Problem requirements: Extract the opening line of the entries and every line after it, stopping at and including the line that contains "Please, could you outline where the brownie is". Do not include pictures.

+---+

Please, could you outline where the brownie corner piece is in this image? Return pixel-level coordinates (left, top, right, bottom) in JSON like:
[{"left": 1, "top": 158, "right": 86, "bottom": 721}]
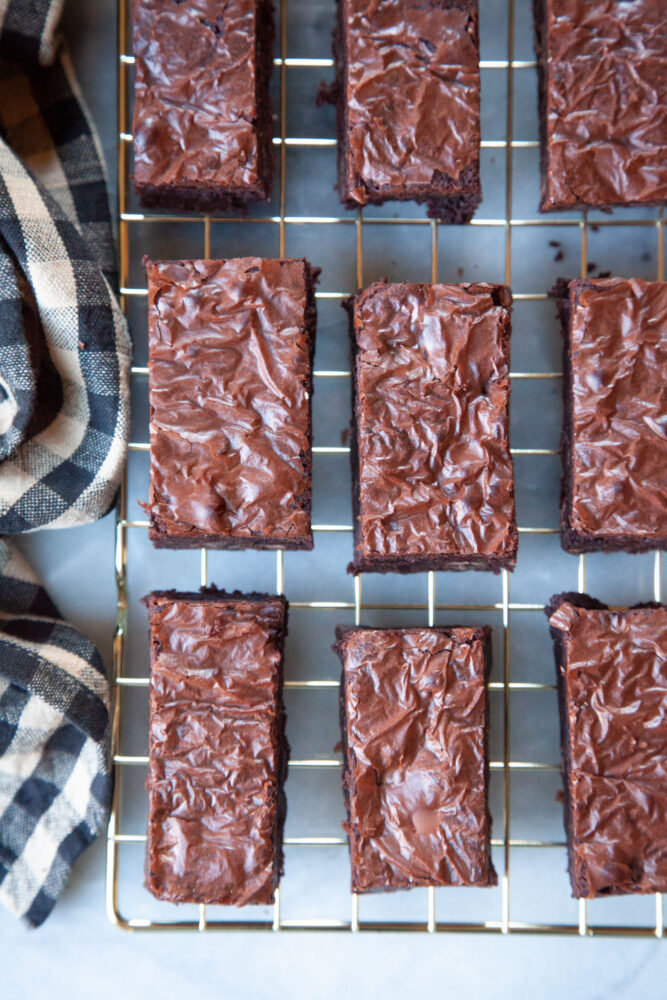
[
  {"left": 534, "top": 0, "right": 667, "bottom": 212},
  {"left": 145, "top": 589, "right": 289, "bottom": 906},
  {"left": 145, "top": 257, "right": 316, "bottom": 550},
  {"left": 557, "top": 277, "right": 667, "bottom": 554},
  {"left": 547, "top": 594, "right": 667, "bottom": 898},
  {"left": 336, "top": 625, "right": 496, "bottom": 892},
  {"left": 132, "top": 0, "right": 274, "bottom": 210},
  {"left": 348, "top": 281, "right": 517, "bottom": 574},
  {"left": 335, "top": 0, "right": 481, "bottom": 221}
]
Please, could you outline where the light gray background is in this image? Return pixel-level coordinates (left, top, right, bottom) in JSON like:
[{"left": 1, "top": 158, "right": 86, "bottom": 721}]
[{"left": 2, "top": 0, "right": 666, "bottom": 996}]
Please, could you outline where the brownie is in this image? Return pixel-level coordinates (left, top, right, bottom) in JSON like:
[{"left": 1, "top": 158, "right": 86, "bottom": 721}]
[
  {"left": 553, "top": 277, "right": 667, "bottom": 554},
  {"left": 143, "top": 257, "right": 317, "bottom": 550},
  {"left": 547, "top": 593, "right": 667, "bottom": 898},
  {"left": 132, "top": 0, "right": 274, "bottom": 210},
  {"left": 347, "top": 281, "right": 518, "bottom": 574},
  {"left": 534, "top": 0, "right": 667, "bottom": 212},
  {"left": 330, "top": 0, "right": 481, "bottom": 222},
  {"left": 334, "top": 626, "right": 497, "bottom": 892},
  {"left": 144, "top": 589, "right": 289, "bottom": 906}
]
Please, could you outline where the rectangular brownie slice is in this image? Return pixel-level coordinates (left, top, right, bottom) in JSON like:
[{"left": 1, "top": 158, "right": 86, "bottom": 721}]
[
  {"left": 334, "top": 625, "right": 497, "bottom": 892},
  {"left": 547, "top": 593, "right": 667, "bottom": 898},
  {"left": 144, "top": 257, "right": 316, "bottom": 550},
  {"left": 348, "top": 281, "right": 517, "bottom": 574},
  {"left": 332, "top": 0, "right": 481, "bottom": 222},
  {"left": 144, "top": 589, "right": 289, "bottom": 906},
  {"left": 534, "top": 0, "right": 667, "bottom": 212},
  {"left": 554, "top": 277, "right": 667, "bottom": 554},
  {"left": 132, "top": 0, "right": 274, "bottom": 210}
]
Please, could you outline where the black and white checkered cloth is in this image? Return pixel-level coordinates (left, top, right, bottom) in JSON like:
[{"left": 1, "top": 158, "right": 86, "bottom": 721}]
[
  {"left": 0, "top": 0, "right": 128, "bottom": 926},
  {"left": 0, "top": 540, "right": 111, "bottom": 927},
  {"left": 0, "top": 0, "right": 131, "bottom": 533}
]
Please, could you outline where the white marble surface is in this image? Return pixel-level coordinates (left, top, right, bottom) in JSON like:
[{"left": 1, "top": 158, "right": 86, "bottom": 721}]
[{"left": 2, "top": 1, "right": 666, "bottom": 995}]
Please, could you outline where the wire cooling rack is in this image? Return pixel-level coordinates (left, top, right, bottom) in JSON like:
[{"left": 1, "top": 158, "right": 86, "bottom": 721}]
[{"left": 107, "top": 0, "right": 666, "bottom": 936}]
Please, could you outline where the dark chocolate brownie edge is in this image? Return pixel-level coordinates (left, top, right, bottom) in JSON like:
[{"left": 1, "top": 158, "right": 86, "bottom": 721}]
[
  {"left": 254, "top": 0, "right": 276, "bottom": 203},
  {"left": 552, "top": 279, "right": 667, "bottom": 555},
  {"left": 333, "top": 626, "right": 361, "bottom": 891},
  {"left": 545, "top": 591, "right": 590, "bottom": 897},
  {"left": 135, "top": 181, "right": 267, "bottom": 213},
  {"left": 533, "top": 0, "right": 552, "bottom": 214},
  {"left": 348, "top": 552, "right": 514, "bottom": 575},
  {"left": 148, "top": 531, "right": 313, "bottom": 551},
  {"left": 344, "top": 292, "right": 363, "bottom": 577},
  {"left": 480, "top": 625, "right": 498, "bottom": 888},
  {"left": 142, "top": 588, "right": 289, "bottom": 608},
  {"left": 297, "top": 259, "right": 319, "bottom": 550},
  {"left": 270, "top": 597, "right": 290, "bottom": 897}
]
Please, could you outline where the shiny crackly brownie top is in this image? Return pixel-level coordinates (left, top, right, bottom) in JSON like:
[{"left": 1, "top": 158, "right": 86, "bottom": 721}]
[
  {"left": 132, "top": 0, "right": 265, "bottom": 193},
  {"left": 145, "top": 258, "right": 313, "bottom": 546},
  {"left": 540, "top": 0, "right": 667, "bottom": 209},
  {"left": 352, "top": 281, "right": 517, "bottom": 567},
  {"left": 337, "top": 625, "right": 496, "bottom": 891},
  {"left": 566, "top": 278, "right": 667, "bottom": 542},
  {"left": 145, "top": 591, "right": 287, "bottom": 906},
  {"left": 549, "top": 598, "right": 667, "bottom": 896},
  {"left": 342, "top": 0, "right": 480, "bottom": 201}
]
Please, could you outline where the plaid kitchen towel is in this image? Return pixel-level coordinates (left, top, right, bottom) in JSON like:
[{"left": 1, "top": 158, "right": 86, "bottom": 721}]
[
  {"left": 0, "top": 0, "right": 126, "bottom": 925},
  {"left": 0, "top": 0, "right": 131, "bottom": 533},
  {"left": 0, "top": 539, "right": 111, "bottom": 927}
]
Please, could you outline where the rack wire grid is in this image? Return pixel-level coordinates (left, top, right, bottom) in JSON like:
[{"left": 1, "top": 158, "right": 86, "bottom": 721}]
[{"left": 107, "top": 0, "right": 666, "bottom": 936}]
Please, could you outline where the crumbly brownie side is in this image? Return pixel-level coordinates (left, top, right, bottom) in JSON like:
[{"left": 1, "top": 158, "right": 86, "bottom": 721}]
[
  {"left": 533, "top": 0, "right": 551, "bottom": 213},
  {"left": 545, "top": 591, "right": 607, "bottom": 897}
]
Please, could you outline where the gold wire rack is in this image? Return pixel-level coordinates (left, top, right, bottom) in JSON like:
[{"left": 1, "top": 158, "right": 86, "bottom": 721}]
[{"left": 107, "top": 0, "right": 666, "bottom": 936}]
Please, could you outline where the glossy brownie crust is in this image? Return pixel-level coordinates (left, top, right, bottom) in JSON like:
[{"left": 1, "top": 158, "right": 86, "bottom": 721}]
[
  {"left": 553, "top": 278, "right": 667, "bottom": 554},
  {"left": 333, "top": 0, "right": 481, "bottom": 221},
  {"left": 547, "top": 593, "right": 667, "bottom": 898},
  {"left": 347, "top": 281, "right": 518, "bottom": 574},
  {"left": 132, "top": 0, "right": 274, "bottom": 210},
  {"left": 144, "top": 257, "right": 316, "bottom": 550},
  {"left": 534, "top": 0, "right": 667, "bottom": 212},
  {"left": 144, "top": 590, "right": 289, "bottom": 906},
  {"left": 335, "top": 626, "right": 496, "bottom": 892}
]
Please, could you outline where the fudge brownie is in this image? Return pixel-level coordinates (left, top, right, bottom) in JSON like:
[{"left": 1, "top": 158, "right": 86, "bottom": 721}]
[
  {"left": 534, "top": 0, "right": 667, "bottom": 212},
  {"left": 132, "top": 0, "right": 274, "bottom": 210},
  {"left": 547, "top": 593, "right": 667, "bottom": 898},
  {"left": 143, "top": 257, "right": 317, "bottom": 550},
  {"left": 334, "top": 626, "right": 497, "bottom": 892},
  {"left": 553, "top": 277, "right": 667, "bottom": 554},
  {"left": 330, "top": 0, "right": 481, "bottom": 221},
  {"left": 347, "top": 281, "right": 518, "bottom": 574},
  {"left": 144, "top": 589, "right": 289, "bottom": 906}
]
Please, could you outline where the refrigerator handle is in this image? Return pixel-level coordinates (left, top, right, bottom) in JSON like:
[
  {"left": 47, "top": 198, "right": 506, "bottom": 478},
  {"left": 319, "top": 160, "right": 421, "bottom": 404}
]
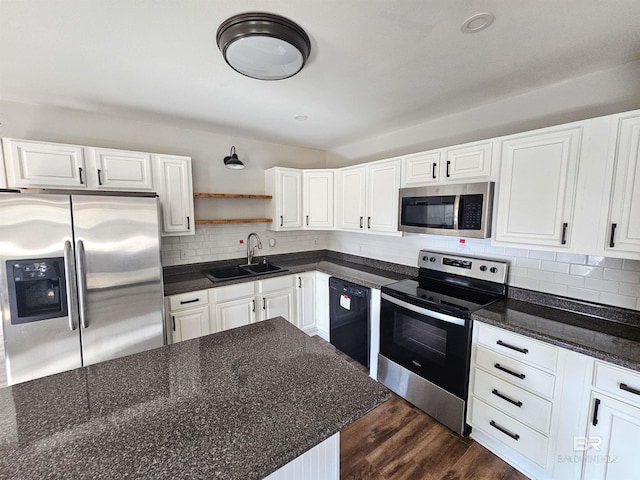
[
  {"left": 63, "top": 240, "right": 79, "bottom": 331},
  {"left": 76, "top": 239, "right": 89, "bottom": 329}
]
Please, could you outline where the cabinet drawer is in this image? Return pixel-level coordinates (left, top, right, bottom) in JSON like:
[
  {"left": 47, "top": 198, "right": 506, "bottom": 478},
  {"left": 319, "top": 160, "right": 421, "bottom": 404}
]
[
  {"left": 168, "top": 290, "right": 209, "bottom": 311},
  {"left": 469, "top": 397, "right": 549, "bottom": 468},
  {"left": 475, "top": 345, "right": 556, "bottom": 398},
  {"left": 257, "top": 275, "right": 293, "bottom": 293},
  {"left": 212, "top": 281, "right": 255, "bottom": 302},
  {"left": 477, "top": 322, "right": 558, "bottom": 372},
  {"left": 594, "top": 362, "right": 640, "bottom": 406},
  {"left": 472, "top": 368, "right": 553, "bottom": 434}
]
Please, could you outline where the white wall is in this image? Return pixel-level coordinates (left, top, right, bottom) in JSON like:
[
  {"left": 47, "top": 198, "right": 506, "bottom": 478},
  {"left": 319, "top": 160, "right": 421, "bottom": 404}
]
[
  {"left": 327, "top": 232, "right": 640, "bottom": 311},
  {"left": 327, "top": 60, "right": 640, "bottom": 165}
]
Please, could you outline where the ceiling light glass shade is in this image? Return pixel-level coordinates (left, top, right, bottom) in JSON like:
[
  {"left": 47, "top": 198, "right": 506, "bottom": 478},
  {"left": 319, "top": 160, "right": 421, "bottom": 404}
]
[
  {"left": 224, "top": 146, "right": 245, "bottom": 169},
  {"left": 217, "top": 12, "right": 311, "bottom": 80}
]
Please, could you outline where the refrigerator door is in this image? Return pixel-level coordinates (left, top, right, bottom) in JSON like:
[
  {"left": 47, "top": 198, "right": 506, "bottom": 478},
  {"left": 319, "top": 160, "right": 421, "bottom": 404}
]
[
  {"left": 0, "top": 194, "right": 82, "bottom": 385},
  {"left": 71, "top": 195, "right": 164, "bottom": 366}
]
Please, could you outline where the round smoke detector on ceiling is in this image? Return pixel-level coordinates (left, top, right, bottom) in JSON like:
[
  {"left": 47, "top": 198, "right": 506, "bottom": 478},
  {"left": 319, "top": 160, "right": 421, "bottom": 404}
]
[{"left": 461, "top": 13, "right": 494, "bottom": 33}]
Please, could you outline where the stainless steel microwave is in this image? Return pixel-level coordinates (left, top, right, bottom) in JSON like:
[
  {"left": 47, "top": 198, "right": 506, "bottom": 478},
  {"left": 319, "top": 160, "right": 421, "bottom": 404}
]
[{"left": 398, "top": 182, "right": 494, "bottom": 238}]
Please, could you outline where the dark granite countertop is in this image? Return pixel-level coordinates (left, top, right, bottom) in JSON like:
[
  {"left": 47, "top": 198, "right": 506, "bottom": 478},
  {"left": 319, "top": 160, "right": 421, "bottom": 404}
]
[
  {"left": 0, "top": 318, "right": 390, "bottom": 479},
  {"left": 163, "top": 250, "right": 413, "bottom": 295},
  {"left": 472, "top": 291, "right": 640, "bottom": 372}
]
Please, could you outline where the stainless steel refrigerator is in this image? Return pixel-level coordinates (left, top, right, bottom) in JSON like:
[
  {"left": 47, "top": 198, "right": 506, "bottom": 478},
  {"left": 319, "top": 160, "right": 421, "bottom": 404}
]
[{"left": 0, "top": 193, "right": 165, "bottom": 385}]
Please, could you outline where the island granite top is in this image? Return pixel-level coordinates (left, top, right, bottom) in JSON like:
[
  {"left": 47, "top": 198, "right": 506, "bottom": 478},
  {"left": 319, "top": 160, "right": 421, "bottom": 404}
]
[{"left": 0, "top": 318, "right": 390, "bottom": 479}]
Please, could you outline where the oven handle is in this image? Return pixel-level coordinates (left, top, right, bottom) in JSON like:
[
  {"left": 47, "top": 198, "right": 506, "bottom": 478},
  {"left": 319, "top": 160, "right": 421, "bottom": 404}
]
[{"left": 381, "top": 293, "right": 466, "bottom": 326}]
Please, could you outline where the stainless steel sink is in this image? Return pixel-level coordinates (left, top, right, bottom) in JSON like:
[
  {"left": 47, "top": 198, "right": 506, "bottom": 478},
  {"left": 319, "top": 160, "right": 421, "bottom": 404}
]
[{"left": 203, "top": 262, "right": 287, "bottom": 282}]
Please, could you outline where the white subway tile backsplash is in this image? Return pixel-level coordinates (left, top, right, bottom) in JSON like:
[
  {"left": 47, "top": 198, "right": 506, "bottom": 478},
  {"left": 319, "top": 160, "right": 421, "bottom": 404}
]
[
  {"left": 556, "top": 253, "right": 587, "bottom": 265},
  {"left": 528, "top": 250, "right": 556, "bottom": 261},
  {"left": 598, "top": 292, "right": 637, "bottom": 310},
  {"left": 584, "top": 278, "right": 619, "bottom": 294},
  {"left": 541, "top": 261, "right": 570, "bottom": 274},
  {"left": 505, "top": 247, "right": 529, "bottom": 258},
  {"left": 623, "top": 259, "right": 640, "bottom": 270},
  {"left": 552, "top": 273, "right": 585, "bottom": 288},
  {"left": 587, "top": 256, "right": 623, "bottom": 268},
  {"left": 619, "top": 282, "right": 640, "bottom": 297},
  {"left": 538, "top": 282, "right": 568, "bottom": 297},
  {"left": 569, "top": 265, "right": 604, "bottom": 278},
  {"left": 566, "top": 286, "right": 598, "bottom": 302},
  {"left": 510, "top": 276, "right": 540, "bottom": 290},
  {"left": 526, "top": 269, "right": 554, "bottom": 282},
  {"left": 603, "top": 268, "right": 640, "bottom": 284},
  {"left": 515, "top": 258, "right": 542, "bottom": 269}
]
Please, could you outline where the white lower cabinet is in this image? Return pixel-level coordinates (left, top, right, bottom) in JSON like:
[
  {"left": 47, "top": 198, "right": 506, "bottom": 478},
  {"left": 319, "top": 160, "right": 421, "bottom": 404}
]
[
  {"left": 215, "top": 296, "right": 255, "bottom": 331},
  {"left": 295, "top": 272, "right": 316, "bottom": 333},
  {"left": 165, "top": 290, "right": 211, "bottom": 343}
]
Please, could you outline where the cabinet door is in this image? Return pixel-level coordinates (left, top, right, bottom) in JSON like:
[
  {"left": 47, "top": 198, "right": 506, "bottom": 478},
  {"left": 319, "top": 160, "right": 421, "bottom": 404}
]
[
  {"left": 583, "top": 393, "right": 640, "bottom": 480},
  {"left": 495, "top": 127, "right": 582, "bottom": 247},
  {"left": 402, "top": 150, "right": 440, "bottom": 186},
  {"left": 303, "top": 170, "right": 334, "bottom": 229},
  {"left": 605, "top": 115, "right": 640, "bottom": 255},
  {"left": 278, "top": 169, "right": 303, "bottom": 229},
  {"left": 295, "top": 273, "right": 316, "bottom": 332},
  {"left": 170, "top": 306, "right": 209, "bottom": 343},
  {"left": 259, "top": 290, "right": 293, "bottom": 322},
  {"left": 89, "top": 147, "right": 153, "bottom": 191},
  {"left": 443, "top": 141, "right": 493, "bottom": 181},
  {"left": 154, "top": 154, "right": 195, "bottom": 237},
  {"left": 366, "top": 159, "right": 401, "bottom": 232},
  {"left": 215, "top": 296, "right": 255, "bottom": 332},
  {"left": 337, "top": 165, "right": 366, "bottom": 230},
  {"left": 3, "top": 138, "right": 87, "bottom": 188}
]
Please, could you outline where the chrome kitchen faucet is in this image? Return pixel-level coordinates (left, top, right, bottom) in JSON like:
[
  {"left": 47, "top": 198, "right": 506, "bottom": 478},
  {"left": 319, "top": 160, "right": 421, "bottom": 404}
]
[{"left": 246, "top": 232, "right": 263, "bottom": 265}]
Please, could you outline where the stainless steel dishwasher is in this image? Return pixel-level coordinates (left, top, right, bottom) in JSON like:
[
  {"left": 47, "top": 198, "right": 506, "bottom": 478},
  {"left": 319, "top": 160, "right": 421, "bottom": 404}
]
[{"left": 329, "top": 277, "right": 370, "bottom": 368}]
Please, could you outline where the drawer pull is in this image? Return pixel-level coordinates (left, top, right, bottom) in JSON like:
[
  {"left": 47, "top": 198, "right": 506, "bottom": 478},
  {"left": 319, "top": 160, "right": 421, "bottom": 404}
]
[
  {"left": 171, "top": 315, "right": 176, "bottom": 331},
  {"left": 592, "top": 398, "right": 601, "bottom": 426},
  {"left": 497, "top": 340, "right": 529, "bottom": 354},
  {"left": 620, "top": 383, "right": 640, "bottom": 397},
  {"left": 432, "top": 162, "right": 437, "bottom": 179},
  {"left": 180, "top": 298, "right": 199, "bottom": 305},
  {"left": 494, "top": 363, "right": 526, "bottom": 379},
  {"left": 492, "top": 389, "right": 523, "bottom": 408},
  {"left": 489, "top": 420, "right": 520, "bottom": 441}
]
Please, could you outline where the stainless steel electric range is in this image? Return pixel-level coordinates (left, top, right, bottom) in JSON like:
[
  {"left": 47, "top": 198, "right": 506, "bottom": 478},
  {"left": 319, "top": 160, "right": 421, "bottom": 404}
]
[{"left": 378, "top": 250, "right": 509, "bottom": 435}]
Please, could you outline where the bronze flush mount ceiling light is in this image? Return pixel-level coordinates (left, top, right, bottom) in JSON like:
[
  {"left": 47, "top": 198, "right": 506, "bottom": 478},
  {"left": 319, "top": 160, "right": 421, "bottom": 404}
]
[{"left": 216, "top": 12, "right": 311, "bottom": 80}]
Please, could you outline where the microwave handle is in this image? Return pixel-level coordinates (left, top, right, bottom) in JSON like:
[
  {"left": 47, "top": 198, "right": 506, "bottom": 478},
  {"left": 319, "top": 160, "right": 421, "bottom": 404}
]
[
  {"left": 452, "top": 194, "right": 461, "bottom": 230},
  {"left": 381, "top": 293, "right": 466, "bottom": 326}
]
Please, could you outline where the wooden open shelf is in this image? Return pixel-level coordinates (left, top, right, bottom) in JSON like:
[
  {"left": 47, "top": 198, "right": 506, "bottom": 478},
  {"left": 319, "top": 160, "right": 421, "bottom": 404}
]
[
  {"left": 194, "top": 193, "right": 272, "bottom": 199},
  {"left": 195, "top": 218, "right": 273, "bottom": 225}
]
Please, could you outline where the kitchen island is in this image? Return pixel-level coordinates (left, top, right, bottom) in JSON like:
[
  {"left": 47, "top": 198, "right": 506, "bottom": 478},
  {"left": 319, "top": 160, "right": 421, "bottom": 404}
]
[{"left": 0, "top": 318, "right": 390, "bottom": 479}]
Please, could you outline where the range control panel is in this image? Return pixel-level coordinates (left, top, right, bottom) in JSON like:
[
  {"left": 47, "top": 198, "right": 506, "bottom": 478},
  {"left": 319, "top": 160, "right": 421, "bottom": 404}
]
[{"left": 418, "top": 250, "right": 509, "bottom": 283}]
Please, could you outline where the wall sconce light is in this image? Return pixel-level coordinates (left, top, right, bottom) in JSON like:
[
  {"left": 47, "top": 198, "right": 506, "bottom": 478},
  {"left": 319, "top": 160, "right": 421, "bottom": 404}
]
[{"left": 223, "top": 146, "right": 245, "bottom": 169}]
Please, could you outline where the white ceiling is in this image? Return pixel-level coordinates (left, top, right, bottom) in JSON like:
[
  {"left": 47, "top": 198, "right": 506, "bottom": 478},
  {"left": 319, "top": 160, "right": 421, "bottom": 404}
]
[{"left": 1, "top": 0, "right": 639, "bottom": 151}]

+---+

Response to this exercise:
Please, could you outline where the brownie corner piece is in this image? Return pixel-level coordinates (left, top, right, bottom) in JSON like:
[{"left": 1, "top": 158, "right": 86, "bottom": 721}]
[
  {"left": 534, "top": 0, "right": 667, "bottom": 212},
  {"left": 145, "top": 589, "right": 289, "bottom": 906},
  {"left": 145, "top": 257, "right": 316, "bottom": 550},
  {"left": 557, "top": 277, "right": 667, "bottom": 554},
  {"left": 547, "top": 594, "right": 667, "bottom": 898},
  {"left": 336, "top": 625, "right": 496, "bottom": 892},
  {"left": 132, "top": 0, "right": 274, "bottom": 210},
  {"left": 348, "top": 281, "right": 517, "bottom": 574},
  {"left": 335, "top": 0, "right": 481, "bottom": 221}
]
Please, could you outline where the light gray background is in this image? Return pixel-level coordinates (left, top, right, bottom) in JSON like:
[{"left": 1, "top": 158, "right": 86, "bottom": 721}]
[{"left": 2, "top": 0, "right": 666, "bottom": 996}]
Please, could you outline where the brownie is in this image? Return pixel-level coordinates (left, top, right, bottom) in JSON like:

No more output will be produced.